Some records
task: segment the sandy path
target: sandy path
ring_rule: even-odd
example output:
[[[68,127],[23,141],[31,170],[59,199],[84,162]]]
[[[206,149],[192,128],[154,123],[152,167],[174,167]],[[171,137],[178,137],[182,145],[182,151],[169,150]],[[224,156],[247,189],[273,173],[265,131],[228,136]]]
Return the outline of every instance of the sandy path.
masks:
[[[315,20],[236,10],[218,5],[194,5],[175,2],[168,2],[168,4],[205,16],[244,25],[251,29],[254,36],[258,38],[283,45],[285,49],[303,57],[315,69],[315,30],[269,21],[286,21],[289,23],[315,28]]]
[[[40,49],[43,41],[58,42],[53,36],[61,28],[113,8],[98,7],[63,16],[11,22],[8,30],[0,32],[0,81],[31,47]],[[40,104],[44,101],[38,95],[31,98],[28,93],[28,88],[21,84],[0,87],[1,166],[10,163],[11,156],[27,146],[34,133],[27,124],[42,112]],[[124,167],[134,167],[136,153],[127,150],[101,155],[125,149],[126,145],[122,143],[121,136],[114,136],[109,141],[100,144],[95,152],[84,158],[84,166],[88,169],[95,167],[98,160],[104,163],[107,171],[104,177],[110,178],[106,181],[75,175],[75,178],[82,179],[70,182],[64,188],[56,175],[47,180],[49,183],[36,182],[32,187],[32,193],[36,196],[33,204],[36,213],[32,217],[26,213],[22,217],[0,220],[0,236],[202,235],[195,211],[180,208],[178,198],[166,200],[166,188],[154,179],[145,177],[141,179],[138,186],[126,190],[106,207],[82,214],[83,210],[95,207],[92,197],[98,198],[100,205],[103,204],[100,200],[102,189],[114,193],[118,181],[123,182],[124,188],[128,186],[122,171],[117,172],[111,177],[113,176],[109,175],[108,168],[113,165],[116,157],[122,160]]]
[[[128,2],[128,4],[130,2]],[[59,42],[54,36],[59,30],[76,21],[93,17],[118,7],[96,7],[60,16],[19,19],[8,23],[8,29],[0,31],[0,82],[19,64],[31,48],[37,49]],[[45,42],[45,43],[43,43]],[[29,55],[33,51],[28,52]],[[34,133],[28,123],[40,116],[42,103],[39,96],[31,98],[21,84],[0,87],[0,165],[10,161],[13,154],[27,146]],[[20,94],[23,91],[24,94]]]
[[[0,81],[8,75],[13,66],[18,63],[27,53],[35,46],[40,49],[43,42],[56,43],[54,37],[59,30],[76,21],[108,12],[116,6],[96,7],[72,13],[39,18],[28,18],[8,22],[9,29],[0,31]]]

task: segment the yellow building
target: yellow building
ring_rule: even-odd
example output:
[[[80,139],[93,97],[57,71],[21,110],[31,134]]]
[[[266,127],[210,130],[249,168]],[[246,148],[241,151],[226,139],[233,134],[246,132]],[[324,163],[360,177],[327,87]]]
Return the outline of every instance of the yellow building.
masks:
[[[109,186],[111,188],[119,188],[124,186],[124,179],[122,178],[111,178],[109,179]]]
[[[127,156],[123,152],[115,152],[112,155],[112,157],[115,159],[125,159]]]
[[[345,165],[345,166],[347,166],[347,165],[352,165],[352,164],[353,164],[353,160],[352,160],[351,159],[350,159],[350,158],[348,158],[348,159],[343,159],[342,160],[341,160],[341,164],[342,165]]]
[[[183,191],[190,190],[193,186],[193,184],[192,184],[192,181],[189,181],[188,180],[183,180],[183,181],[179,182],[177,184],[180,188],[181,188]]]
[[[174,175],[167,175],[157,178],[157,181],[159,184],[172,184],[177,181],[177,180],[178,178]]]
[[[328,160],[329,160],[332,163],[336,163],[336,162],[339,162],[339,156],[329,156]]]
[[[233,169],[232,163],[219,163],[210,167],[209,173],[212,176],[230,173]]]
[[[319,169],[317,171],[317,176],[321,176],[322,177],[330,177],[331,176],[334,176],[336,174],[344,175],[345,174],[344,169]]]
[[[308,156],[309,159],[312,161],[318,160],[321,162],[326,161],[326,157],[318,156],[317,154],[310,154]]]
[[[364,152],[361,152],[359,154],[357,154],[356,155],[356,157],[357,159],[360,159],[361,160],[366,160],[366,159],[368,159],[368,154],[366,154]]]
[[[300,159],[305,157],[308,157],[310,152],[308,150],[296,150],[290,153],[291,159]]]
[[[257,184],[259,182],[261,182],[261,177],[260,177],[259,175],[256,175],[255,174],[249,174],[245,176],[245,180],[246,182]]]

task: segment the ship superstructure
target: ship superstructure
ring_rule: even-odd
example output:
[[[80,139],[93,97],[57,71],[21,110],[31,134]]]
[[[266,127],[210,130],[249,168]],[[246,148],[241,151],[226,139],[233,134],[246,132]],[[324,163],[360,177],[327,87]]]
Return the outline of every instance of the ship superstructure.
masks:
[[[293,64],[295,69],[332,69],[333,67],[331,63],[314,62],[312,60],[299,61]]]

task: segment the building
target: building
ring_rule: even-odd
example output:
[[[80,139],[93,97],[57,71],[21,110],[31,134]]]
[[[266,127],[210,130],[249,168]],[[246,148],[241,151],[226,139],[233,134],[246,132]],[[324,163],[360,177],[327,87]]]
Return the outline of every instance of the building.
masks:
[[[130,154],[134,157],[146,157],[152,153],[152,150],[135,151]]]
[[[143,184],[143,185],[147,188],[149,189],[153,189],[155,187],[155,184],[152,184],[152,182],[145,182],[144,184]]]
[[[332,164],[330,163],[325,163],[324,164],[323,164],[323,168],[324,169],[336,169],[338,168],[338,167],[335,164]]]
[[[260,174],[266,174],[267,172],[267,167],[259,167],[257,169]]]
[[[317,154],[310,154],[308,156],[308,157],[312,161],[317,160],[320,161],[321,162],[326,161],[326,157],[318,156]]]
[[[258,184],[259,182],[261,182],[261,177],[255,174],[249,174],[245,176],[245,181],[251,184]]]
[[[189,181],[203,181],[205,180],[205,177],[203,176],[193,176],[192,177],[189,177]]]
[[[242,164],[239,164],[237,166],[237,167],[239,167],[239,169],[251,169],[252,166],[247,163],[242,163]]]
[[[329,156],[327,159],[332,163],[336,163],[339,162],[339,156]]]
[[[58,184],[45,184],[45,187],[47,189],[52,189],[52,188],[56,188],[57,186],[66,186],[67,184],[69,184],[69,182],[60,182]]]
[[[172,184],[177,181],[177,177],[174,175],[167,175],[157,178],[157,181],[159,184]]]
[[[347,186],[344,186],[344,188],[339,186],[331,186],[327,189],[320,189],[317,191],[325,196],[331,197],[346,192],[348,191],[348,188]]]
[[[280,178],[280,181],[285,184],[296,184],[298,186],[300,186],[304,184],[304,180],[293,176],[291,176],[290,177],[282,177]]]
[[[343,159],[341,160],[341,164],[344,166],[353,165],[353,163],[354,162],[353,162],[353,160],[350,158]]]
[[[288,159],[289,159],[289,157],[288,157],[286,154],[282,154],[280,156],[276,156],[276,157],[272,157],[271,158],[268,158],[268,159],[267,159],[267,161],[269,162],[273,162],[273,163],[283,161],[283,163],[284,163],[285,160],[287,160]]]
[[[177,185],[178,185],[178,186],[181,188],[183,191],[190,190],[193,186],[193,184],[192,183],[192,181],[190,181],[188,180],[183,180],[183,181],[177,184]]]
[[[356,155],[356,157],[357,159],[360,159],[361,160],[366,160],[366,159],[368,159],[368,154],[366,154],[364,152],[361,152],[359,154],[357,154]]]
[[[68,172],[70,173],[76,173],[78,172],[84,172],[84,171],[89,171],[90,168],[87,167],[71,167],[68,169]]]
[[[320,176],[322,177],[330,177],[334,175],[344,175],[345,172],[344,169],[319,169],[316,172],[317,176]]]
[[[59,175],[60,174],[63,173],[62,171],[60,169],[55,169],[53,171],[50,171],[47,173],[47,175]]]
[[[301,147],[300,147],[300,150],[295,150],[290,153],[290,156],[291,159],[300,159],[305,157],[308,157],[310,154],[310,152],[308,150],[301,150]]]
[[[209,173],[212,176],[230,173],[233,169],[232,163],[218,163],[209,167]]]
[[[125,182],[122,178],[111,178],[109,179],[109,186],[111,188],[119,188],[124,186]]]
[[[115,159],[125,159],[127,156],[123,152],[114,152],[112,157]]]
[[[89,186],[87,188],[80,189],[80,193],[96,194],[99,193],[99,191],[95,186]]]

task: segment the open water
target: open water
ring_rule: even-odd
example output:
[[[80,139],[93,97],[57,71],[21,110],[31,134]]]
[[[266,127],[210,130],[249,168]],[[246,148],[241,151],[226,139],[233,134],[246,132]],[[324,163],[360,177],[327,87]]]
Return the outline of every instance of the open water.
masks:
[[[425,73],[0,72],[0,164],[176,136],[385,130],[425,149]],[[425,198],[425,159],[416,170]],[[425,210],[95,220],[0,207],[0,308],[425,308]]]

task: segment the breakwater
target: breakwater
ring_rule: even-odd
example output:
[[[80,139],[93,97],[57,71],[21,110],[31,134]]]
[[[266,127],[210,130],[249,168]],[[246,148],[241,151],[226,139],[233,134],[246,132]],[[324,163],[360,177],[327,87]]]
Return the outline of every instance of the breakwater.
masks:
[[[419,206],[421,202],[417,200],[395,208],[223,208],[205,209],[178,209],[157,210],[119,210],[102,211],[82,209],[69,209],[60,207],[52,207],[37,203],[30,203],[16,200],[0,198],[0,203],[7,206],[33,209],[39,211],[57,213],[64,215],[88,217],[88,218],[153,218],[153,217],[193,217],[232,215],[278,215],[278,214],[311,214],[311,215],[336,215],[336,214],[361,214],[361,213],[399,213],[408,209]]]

# Task to complete
Print everything from the line containing "task: segment the open water" down to the end of the data, both ends included, with every line reproduced verbatim.

# Correct answer
task: segment the open water
target: open water
ring_rule: even-odd
example output:
[[[80,139],[93,97],[57,71],[21,110],[31,134]]]
[[[266,127],[210,130],[249,168]],[[246,148],[241,151],[226,139],[233,134],[246,132]],[[324,163],[360,177],[327,87]]]
Return the outline of every instance of the open water.
masks:
[[[425,73],[0,72],[0,164],[176,136],[385,130],[425,149]],[[425,198],[425,159],[416,170]],[[425,210],[95,220],[0,207],[0,308],[425,308]]]

task: segment the breakwater
target: breakwater
ring_rule: even-odd
example output:
[[[80,139],[93,97],[57,71],[21,110],[31,134]]]
[[[266,127],[210,130],[249,168]],[[246,148],[241,151],[226,139],[233,134],[246,132]],[[324,163],[360,177],[327,87]]]
Return the outline of every instance of the breakwater.
masks:
[[[419,206],[421,202],[417,200],[395,208],[223,208],[205,209],[178,209],[157,210],[119,210],[102,211],[82,209],[69,209],[60,207],[52,207],[37,203],[30,203],[16,200],[0,198],[0,203],[7,206],[33,209],[39,211],[57,213],[64,215],[88,217],[88,218],[153,218],[153,217],[193,217],[232,215],[278,215],[278,214],[311,214],[311,215],[336,215],[336,214],[361,214],[361,213],[399,213],[408,209]]]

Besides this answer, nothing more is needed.